SET TASK >> Find each line in the records that contains the word "barge", matching case, and copy those lines out.

RECORDS PROVIDED >>
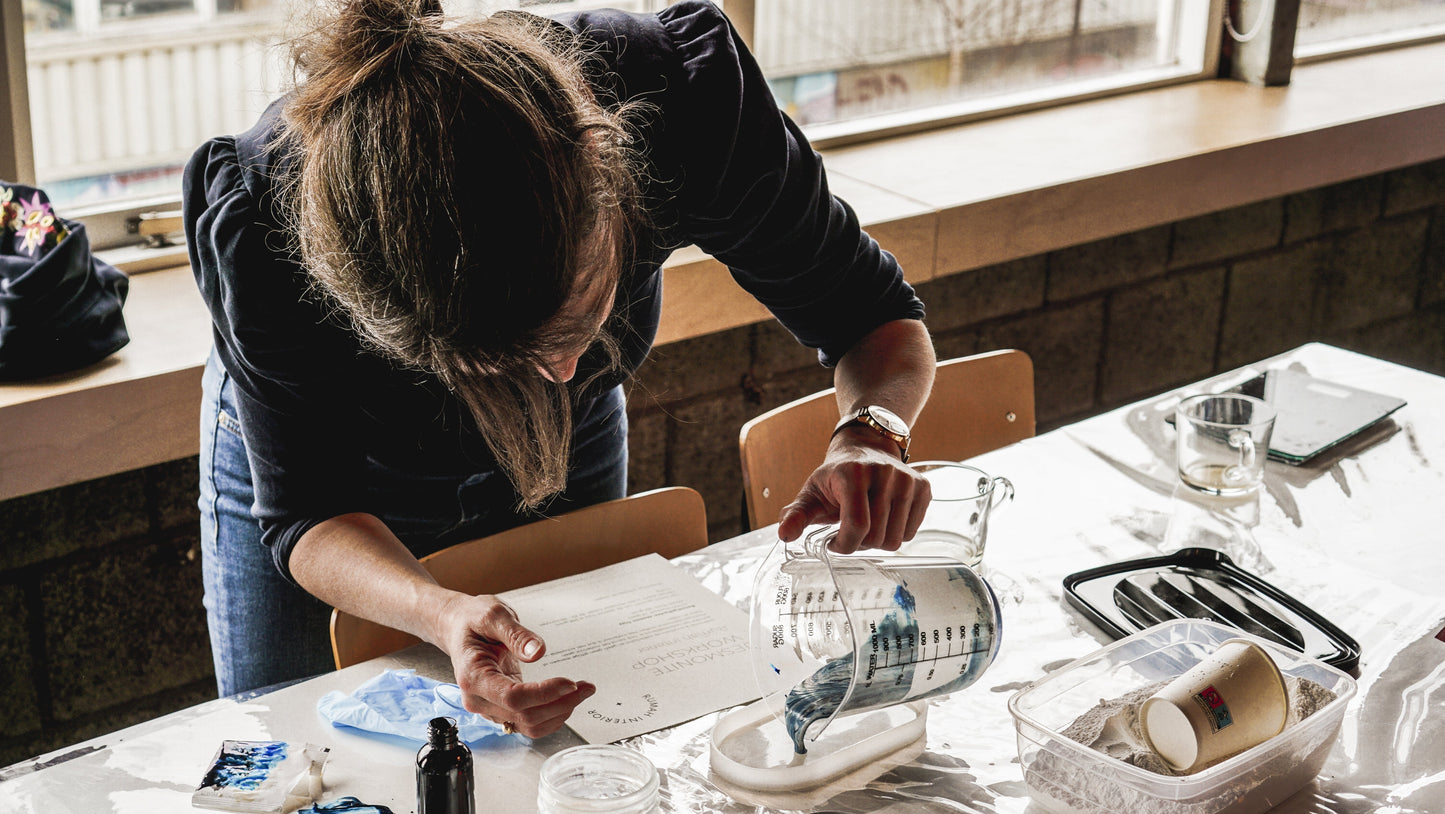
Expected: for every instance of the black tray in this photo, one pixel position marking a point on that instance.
==
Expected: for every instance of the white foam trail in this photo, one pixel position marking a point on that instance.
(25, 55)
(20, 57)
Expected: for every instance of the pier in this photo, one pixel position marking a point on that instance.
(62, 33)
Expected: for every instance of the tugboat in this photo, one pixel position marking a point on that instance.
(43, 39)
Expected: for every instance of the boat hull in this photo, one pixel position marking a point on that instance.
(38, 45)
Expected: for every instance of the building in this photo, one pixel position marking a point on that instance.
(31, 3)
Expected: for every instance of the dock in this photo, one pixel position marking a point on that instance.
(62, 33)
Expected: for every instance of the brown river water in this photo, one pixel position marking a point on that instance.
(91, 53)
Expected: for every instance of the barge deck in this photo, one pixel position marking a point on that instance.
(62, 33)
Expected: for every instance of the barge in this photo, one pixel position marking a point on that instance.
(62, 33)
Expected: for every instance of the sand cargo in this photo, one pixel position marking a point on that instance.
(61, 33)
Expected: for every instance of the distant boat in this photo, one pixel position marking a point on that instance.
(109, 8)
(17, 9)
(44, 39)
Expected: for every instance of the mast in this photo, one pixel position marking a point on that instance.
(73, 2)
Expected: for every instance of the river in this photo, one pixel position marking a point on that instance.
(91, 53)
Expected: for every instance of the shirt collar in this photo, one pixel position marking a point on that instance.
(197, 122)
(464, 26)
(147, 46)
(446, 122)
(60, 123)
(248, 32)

ANSWER FOR THE TASK >>
Expected: for every instance of the barge deck in this photo, one pixel position marking a point on that instance.
Expected: for every instance of the barge in this photo, one pixel position marking a point on that instance.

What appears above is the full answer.